What you need to do: Reproduce every item below word for word, without changing anything.

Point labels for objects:
════════════════

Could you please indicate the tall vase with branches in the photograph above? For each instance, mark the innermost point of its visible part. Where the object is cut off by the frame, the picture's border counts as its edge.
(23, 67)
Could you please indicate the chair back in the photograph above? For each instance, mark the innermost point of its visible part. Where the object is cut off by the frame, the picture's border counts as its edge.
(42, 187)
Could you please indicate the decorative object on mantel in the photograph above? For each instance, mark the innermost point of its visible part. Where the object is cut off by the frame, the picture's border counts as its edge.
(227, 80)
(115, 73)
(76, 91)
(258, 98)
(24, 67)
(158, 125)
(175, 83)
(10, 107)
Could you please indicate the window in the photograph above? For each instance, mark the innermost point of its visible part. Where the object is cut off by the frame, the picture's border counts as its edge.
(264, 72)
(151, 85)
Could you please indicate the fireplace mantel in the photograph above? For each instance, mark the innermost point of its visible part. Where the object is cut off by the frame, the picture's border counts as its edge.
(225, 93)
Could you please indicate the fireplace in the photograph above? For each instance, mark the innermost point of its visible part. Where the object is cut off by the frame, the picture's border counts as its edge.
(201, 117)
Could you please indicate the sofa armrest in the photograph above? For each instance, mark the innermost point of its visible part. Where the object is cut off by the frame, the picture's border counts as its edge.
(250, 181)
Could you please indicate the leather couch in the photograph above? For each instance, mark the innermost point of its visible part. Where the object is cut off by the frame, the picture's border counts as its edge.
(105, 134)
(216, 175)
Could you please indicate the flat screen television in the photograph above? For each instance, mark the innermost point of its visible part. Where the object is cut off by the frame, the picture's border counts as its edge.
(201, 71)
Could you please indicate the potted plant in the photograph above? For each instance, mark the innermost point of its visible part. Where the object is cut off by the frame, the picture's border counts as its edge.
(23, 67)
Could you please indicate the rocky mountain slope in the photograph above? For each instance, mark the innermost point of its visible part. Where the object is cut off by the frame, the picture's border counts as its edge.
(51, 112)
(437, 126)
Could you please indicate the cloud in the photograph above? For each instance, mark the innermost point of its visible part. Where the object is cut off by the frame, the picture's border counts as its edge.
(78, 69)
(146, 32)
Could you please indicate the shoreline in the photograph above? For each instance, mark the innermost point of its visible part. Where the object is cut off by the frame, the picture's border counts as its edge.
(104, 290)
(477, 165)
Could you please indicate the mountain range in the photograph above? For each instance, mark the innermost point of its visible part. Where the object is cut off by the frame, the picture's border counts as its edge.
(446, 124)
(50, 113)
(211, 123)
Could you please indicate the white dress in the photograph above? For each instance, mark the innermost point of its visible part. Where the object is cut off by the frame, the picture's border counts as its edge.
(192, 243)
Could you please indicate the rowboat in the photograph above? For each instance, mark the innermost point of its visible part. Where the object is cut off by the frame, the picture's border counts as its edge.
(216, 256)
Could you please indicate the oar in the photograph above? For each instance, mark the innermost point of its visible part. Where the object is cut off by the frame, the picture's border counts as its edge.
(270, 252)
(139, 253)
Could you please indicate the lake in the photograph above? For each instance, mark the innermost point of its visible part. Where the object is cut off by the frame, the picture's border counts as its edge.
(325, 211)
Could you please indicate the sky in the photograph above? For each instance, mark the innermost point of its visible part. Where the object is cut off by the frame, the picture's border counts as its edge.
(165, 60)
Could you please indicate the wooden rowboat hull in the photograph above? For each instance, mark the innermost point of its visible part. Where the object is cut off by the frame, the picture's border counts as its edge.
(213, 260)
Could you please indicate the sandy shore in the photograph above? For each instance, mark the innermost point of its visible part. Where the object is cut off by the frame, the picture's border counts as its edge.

════════════════

Expected answer:
Could you please indicate the tall vase with branches in the photograph above? For each instance, mark the innermost point of its visible part. Where the object is cut off by the frame, the picture's border counts as its edge.
(23, 67)
Could you please indicate the chair back in the photograph above? For each instance, mark the innermost point of its visible part. Where the object is cut off by the frame, the picture's border counts as its edge.
(42, 187)
Could you please indicate the decorative object on mantel in the photograph above? For each instance, mark the innermost point of its visible part. Where the object is cut off by the frame, the picture's border counts as its edge.
(227, 80)
(115, 73)
(76, 91)
(258, 98)
(24, 67)
(158, 125)
(175, 83)
(10, 107)
Could you please indicate the window in the photograph above? For each instance, mark the innermost point of its visible part. Where the object is cut off by the frame, the picture's border counts as its edge.
(264, 72)
(151, 85)
Could you please indicate the fireplace mantel in the photograph above? For each instance, mark the innermost point of its visible part. Where the object is cut off by the frame, the picture's border counts as its edge.
(225, 93)
Could you please indicate the fireplace in the photograph above? For each instance, mark the innermost point of its visible part. Where the object is cut off by the frame, the picture's border counts as its edge.
(201, 117)
Could you please indicate the sofa armrest in the photograph above? For each instance, mark the innermost point of its visible part. Where the object is cut off by the frame, the picture's border counts as its edge.
(250, 181)
Could you please indicate the leather couch in the photograph above? For each instance, mark the innermost point of its visible part. Where the object is cut off by the frame, the picture's border counts as its edge.
(105, 134)
(216, 175)
Could you please indicate the flat screen television in the photograph above? For each instance, mark the innermost point of its visible part. Where the object is cut off by the frame, the picture's border counts as its edge.
(201, 71)
Could you please indicate the potted plant in the photograph above? For each instance, mark the innermost point of its visible part. Where the object is cut off by the frame, the picture's border counts as its edge.
(23, 67)
Could you please indicate the rocky mountain slope in the photograph above? For each instance, mark the innermost point of its visible part. Where the object is cut off by the frame, the picture's border counts as its edge.
(51, 112)
(437, 126)
Could you please indicate the cloud in the photograph above? For each instance, mark the innermost point of its visible part. Where the object is cut off by the frame, the picture's border counts as its edge.
(78, 69)
(146, 32)
Could you please indicate the shoreline in the photograph above? For each instance, mark the innermost point of its visible part. Where the object is cut off by the frame, the picture's border counts as its edge.
(104, 290)
(477, 165)
Could you please indicate the mountain range in the photograph above? For each instance, mark the innermost point of its visible part. Where the object is cut off by the frame, the picture's border counts as its edge.
(446, 124)
(50, 113)
(211, 123)
Could you please indicate the white dress in the photograph above? For each instance, mark the innermost point of its visible part. Where the object is cut off by the frame, the picture's border counts as its edge.
(192, 243)
Could you please indicate the rowboat in the photograph above? For each instance, mark the innermost point of its visible part. Where the object is cut off by the frame, the picture's border counts as its edge.
(216, 256)
Could you please indicate the oar in the photograph above? For each instance, mark the innermost point of its visible part. Where the object is cut off by the frame, the picture's border counts as its edge.
(270, 252)
(139, 253)
Could you please indicate the lake in the photograph above? For each instance, mark the innermost point of its visible part. Where the object is cut off by the frame, the picture's border counts as its edge.
(325, 211)
Could you please indicate the sky in the photograph above? For each instance, mark the innermost point of its visible part. Where the object is cut off by the frame, the picture's border counts as its edge.
(165, 60)
Could you please indicate the wooden rowboat hull in the photograph above? For each instance, mark the innermost point of its visible part. Where the object is cut off by the frame, the picture's border counts as its edge.
(213, 260)
Could you please indicate the sandy shore in the photograph above? For each instance, mark the innermost point of its visible part. Where the object is cut off by the frame, the picture's border counts as its edge.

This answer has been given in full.